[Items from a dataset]
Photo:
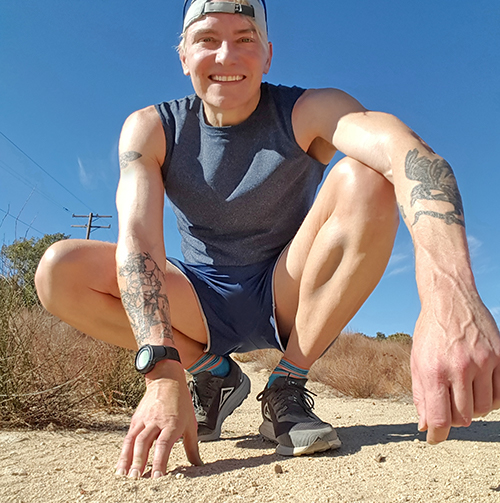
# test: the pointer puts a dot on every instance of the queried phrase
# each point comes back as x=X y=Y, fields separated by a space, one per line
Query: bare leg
x=336 y=259
x=76 y=281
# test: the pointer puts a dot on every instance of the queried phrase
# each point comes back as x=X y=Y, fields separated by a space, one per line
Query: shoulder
x=144 y=118
x=143 y=132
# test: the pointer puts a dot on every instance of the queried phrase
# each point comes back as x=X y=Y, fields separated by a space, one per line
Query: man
x=266 y=264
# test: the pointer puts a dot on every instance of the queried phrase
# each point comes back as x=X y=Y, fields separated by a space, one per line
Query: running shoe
x=289 y=421
x=215 y=398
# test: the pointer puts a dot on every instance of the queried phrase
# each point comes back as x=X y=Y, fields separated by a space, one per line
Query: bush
x=355 y=365
x=51 y=373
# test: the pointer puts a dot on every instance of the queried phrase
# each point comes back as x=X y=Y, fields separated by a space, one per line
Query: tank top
x=239 y=192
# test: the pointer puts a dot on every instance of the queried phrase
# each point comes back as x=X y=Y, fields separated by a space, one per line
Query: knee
x=51 y=273
x=367 y=193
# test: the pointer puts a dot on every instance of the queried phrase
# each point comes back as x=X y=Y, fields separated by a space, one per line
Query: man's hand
x=455 y=363
x=164 y=414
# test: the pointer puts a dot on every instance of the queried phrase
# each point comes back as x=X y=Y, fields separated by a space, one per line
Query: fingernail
x=134 y=474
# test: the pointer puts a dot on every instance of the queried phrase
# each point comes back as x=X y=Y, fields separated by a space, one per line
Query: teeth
x=227 y=78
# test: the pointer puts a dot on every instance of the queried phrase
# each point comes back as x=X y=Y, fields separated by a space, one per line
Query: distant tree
x=400 y=337
x=19 y=261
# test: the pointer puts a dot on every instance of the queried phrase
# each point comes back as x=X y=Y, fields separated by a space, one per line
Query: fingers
x=191 y=446
x=135 y=450
x=419 y=401
x=496 y=389
x=483 y=394
x=438 y=414
x=127 y=452
x=462 y=402
x=163 y=447
x=143 y=443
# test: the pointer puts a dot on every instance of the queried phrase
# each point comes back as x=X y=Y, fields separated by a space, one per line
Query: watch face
x=143 y=358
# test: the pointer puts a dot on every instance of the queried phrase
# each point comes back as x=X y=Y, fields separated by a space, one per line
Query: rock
x=19 y=472
x=81 y=431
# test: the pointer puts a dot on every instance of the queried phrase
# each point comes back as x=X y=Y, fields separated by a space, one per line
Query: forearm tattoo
x=437 y=183
x=127 y=157
x=142 y=299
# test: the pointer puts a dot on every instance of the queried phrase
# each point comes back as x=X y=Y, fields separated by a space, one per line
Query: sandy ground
x=383 y=459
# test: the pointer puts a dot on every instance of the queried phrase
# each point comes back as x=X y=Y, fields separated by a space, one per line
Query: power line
x=8 y=169
x=42 y=169
x=7 y=214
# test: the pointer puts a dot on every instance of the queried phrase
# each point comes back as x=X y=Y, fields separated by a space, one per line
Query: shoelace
x=287 y=395
x=198 y=407
x=202 y=399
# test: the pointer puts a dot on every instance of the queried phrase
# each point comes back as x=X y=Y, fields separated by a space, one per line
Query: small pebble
x=19 y=472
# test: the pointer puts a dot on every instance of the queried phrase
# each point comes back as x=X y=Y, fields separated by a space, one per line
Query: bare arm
x=456 y=349
x=165 y=413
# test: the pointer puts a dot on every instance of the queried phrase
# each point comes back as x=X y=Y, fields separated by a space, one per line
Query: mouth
x=227 y=78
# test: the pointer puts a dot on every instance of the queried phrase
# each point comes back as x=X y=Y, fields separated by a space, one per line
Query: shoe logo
x=266 y=412
x=225 y=393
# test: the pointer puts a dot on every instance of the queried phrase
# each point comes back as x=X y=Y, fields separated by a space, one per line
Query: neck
x=219 y=117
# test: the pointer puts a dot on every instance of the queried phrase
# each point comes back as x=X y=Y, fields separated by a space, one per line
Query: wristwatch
x=148 y=356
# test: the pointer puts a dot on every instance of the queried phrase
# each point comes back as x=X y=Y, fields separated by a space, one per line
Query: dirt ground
x=383 y=459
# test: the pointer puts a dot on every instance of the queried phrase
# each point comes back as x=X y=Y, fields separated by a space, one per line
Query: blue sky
x=71 y=72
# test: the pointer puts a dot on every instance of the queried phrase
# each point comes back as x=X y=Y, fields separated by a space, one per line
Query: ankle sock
x=215 y=364
x=286 y=368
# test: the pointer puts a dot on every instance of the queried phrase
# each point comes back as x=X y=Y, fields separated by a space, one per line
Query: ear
x=185 y=68
x=269 y=58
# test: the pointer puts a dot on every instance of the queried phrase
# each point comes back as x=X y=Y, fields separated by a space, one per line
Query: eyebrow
x=209 y=31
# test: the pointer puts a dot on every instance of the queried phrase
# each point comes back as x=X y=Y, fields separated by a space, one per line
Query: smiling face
x=225 y=59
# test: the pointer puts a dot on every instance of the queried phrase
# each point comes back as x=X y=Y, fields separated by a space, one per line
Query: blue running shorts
x=238 y=304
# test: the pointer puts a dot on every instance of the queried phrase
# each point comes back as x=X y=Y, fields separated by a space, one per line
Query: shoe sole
x=231 y=404
x=266 y=429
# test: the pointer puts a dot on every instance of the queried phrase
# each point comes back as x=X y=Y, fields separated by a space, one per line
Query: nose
x=225 y=54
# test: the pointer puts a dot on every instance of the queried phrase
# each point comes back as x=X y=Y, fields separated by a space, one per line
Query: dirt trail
x=383 y=459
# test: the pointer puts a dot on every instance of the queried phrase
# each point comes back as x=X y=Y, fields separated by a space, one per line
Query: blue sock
x=216 y=365
x=286 y=368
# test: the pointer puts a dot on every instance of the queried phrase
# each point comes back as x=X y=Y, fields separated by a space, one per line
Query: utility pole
x=88 y=225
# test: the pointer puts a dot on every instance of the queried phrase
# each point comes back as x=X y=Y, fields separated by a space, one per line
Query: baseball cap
x=198 y=8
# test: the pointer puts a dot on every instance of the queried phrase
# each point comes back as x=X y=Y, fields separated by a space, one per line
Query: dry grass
x=356 y=366
x=51 y=373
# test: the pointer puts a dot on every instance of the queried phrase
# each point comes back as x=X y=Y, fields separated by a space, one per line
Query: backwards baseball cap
x=198 y=8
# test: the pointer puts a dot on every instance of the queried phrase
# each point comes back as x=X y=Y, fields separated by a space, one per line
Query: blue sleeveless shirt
x=239 y=192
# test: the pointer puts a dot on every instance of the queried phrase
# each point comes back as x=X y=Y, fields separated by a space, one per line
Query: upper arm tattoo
x=437 y=183
x=127 y=157
x=142 y=297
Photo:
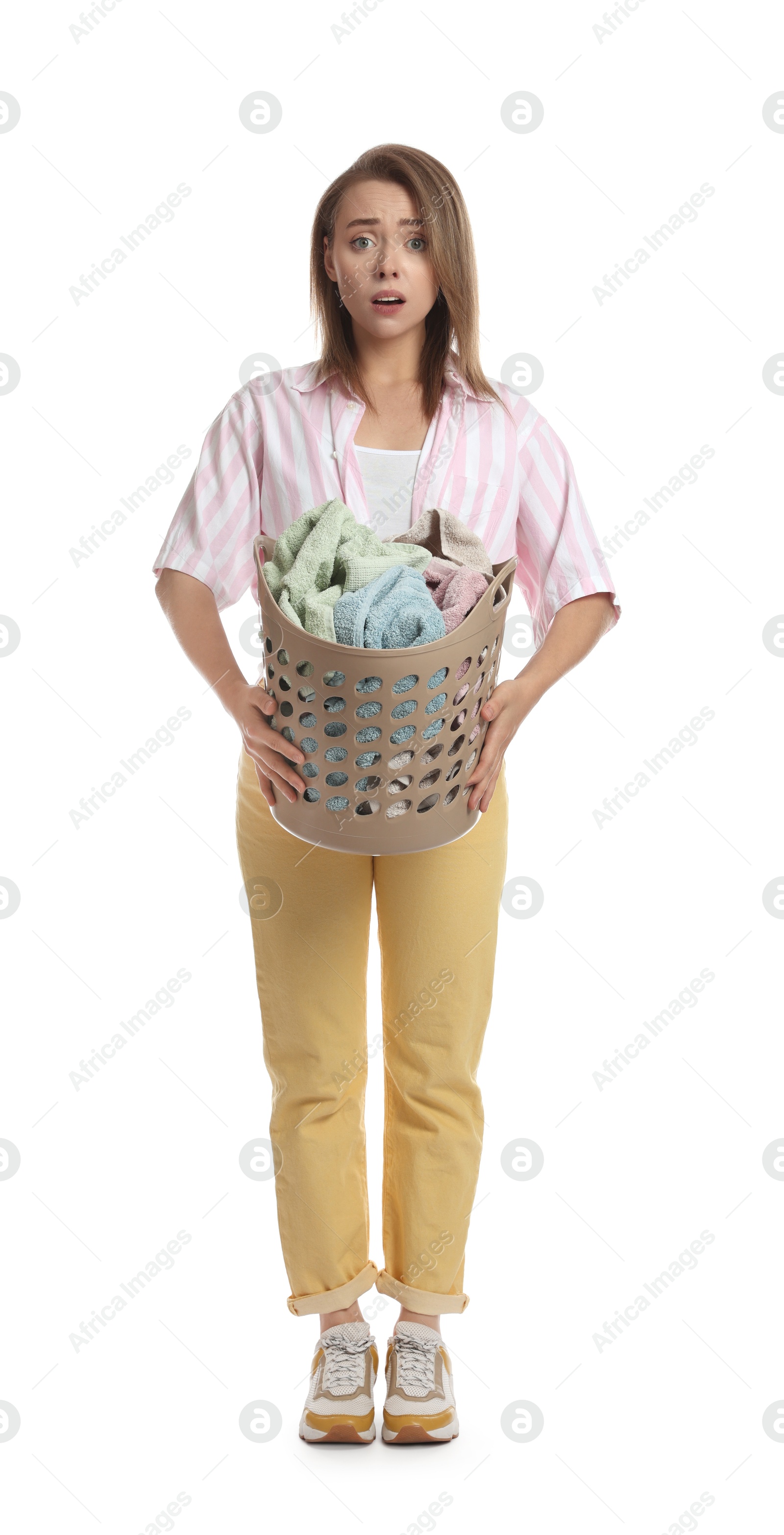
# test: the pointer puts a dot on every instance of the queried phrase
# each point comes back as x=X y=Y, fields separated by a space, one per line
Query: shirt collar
x=311 y=381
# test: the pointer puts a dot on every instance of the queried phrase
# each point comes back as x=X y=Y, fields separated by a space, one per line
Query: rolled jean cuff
x=424 y=1301
x=335 y=1299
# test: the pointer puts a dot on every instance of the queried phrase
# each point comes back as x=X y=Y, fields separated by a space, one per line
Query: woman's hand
x=275 y=760
x=194 y=616
x=573 y=633
x=507 y=711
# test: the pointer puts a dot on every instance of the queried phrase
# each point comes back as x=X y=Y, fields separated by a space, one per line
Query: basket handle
x=502 y=579
x=265 y=544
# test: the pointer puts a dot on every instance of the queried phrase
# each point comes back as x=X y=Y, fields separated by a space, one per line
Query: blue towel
x=390 y=613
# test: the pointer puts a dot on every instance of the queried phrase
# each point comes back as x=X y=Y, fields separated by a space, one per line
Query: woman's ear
x=329 y=263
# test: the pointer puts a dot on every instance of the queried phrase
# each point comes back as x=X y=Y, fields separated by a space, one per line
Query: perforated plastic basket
x=389 y=736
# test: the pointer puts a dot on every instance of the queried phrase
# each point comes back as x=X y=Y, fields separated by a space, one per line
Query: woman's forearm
x=194 y=616
x=573 y=633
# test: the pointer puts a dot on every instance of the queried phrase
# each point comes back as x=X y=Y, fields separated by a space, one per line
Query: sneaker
x=340 y=1401
x=419 y=1404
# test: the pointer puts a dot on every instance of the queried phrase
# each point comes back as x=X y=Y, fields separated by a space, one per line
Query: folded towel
x=447 y=538
x=455 y=590
x=324 y=553
x=393 y=611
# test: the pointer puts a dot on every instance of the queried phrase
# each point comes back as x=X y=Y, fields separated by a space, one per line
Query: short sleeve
x=214 y=527
x=558 y=549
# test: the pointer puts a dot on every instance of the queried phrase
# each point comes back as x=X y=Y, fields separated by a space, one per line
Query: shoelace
x=416 y=1362
x=344 y=1363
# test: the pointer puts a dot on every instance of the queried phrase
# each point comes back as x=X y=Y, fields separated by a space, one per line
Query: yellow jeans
x=438 y=920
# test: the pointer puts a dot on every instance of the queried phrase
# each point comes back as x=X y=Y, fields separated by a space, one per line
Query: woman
x=393 y=420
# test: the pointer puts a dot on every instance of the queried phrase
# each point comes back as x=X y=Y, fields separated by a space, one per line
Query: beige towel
x=448 y=539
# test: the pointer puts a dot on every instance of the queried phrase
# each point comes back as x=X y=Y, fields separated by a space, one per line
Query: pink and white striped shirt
x=284 y=444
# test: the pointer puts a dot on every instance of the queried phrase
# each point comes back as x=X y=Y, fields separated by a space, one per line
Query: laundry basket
x=390 y=737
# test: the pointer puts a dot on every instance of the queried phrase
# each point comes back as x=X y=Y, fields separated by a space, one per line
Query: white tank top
x=389 y=478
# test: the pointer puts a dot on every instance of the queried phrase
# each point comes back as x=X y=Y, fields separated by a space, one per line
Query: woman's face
x=381 y=258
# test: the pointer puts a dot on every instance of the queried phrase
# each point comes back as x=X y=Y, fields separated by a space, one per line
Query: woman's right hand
x=252 y=708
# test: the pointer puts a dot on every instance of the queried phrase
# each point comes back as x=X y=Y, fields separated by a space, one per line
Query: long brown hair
x=453 y=323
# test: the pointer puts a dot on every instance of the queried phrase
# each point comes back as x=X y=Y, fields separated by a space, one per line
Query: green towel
x=326 y=553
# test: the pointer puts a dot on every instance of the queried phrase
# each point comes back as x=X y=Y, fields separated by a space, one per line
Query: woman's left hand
x=507 y=711
x=573 y=633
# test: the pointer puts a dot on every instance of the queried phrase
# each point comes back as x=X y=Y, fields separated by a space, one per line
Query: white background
x=634 y=125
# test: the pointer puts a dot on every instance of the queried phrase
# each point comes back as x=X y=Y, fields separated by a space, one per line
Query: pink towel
x=455 y=590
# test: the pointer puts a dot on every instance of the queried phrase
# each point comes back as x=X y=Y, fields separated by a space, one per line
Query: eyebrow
x=413 y=223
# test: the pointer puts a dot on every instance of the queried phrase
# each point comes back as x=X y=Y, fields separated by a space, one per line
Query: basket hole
x=399 y=808
x=429 y=804
x=430 y=779
x=398 y=785
x=401 y=760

» Directive
Starting at the beginning of the items and going through the line with "x=266 y=264", write the lines out again with "pointer" swapped for "locator" and nothing else changed, leaving out the pictures.

» Full output
Photo:
# test: the locator puts a dot on every instance of the queried phrase
# each point comes back as x=X y=Y, fields separated by a space, one per line
Query: bare leg
x=336 y=259
x=76 y=281
# test: the locator puts a dot on every instance of the queried phrase
# each point comes back as x=X y=Y, fields separated by a space, one per line
Query: shoulder
x=144 y=118
x=143 y=132
# test: the locator puts a dot on every instance of the queried phrase
# each point comes back as x=X y=Y, fields separated by a space, one per line
Query: man
x=266 y=264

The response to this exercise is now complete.